§ Stated exercise
State how many lines of the following listing contain the word "below". Reply with the number alone.

* Start Material to process *

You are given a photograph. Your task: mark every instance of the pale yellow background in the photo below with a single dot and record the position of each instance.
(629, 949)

* End Material to process *
* Start Material to process *

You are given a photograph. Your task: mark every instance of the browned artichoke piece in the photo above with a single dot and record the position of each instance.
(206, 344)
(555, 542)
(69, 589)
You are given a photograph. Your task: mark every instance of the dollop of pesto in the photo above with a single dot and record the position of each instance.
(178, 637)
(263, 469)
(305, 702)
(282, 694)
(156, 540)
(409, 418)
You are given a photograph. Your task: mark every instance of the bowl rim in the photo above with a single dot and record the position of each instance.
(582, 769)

* End Material to process *
* Start Material to process *

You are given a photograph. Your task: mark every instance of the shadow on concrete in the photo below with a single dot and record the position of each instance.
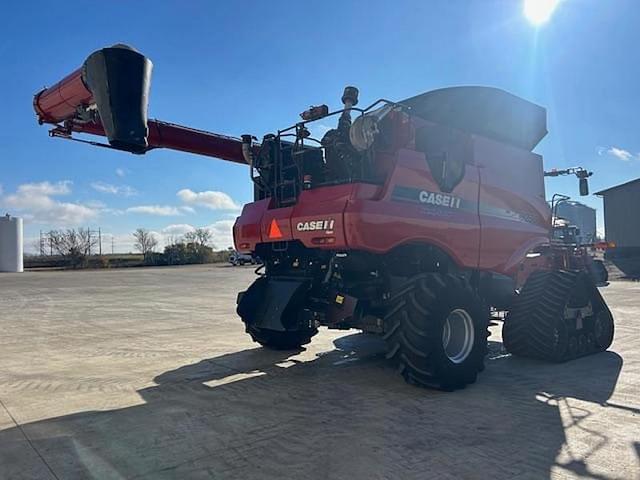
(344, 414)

* End Material to process *

§ Correct output
2